(Saved data entries)
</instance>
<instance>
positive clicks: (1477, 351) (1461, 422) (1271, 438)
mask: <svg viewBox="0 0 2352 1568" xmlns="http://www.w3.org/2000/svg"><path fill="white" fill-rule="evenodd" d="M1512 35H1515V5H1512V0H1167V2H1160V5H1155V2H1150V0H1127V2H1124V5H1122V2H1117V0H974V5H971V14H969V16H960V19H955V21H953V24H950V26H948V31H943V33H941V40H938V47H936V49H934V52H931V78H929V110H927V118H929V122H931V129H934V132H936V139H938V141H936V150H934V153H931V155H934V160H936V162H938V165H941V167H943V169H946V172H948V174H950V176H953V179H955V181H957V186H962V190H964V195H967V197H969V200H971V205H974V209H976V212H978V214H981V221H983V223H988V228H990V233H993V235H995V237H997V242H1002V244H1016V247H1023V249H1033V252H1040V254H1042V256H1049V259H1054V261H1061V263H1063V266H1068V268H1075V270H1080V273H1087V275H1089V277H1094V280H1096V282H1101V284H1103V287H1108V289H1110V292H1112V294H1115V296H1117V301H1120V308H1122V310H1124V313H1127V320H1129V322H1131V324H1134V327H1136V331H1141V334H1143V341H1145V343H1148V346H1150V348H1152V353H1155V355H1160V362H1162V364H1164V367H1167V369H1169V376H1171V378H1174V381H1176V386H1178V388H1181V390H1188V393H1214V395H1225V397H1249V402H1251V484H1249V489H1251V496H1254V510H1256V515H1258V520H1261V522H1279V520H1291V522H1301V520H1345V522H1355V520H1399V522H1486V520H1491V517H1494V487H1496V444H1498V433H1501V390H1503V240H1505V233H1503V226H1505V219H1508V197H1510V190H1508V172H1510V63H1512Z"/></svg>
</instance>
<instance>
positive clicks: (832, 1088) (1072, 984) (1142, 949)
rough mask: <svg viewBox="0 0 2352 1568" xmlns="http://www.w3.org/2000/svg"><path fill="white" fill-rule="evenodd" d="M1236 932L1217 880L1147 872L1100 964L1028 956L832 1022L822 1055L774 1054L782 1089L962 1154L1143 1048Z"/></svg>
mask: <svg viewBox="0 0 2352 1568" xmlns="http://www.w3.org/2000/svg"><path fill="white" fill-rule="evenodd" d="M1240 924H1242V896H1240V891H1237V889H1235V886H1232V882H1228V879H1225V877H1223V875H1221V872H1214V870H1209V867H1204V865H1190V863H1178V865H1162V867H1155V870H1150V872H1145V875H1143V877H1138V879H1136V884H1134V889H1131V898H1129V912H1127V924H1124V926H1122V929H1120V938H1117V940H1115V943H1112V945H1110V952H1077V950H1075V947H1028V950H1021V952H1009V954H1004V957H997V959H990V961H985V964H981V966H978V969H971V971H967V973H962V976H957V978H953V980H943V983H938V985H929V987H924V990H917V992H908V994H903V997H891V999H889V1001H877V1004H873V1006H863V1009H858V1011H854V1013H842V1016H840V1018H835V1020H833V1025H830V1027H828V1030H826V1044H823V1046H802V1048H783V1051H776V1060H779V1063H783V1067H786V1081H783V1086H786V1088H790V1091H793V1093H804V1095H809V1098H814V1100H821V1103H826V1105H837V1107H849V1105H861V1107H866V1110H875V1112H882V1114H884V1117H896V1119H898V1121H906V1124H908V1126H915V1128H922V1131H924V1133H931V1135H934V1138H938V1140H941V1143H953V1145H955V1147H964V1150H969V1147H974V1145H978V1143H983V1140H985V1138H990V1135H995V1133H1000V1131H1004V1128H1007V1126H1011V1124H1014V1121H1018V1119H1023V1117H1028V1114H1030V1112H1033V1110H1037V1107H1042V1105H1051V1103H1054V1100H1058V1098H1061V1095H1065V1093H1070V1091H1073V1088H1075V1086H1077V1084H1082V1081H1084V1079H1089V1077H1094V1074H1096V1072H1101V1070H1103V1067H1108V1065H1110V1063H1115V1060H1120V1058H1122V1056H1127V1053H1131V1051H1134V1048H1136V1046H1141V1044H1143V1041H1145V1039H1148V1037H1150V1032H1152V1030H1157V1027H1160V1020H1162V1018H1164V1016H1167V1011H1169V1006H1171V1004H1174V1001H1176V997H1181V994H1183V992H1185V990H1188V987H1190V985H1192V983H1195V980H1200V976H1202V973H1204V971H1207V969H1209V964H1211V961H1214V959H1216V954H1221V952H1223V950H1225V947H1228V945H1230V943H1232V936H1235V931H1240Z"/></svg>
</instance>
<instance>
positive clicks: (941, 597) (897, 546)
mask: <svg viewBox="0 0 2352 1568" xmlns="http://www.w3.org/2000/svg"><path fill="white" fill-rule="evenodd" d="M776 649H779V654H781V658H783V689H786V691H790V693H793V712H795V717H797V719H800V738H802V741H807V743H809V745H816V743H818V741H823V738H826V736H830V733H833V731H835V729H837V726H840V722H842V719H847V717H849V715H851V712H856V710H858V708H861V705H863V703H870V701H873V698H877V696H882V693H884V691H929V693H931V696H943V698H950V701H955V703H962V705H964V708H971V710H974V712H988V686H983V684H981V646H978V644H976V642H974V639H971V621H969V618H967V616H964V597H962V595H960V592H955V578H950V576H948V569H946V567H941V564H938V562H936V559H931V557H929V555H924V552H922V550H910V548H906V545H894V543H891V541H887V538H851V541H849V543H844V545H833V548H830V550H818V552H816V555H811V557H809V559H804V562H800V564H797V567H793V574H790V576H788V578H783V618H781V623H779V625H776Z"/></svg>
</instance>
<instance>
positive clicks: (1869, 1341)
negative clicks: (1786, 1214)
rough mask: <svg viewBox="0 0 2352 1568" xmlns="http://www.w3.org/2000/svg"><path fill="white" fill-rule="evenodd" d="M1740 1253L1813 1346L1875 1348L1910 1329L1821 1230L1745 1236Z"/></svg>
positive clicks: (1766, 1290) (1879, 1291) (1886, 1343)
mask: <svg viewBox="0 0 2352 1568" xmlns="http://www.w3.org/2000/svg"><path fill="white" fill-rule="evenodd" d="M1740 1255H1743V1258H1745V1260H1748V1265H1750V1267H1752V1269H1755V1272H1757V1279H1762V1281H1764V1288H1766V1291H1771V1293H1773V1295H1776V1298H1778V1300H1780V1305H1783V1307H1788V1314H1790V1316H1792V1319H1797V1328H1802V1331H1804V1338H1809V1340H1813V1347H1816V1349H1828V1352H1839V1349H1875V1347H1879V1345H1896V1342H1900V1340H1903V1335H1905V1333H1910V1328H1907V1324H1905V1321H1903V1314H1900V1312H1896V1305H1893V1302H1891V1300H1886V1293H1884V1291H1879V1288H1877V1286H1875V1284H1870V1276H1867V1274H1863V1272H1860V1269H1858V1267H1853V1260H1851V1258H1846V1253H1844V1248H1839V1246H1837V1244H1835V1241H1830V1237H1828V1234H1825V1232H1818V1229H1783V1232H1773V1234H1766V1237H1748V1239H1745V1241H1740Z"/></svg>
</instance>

Problem description ▸
Rewrite everything from the start of the entries down to the line containing "positive clicks: (1477, 351)", replacing "positive clicks" with "foreground clicks" and leaving all else unchanged.

Response ▸
</instance>
<instance>
foreground clicks: (1477, 351) (1461, 422) (1271, 438)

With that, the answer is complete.